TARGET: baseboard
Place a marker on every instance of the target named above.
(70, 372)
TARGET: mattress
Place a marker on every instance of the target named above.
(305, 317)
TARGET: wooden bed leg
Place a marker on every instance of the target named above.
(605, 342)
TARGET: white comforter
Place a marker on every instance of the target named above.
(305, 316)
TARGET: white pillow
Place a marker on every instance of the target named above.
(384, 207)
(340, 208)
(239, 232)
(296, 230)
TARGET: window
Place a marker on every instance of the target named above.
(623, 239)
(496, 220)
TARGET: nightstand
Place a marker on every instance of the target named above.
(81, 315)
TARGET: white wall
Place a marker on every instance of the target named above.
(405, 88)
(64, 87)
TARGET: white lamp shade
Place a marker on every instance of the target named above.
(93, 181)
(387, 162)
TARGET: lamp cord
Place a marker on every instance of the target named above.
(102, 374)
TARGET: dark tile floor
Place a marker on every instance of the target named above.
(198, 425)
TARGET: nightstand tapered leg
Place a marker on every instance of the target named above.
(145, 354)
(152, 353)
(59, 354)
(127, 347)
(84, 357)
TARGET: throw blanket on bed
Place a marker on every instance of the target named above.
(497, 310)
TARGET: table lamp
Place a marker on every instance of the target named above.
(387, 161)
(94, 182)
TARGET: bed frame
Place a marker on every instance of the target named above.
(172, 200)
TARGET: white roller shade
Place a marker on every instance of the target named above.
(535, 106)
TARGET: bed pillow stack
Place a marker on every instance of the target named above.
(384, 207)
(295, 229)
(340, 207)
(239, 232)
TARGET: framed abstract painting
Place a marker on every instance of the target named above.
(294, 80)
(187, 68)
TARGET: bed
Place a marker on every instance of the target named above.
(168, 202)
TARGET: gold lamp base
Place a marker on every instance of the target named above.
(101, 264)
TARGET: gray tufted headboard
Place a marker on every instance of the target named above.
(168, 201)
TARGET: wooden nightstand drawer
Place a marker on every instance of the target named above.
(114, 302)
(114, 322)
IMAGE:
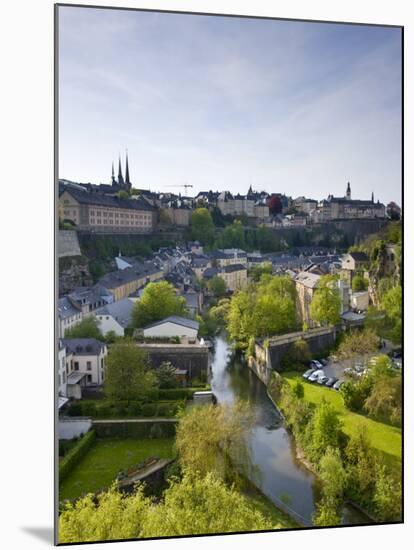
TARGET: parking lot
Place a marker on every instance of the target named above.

- - -

Task to carry out: Nothing but the lines from the one holding "TARGET: throw blanket on bed" through the last line of the entries should be written out, exactly and inclusively, minus the pictures.

Correct output:
TARGET: throw blanket on bed
Place a marker on every instance of the target named above.
(497, 310)
TARGET: table lamp
Place a marker on every instance of the target named above.
(387, 161)
(94, 182)
TARGET: bed frame
Place a marker on every instance of the target named above.
(172, 200)
TARGET: white roller shade
Place a marker on every instance of the target named above.
(535, 106)
TARGET: bed pillow stack
Place a marker on every instance of the target named above.
(384, 207)
(295, 229)
(340, 207)
(239, 232)
TARGET: framed abstract painting
Place a marker on every instance of the target named above.
(294, 80)
(187, 68)
TARGET: bed
Place a marker on every instance of the target named above.
(168, 202)
TARGET: gold lamp base
Place a marker on every instance of the target named above.
(101, 264)
TARGET: gray tufted headboard
Place a marker on every instance of the target named above.
(168, 201)
TARGET: wooden nightstand drawer
Place a marker on every instance of the target named above.
(114, 302)
(114, 322)
IMAGE:
TARGET: parking lot
Place a marker on every instance of the target named above.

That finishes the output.